● **Task prompt**: Exactly how many lines below mention "yellow"? Answer with that number alone.

Natural language region descriptions
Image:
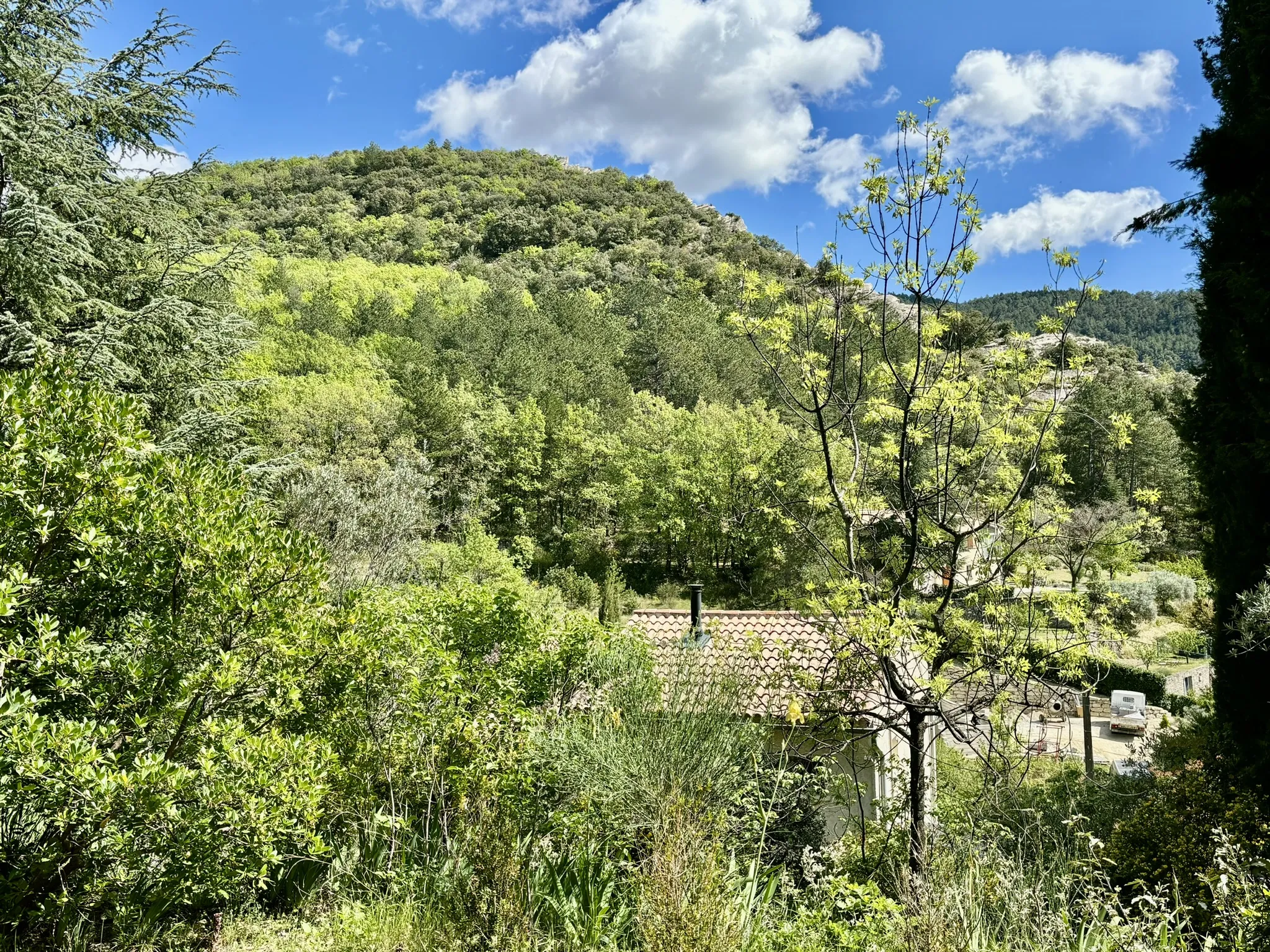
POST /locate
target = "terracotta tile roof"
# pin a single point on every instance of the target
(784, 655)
---
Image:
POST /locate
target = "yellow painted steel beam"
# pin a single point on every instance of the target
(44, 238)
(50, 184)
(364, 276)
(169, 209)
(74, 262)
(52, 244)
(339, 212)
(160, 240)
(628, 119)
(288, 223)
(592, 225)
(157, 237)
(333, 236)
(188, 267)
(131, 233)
--
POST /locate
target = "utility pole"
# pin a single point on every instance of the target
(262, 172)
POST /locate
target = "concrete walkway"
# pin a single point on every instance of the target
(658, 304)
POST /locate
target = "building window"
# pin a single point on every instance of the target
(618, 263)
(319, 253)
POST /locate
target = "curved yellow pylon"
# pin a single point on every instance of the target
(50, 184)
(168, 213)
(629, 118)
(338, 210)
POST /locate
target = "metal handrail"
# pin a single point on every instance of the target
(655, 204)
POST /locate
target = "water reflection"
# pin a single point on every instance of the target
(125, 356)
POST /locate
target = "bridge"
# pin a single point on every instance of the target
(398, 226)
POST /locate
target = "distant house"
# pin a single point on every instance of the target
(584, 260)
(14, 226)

● **Result of the task**: 2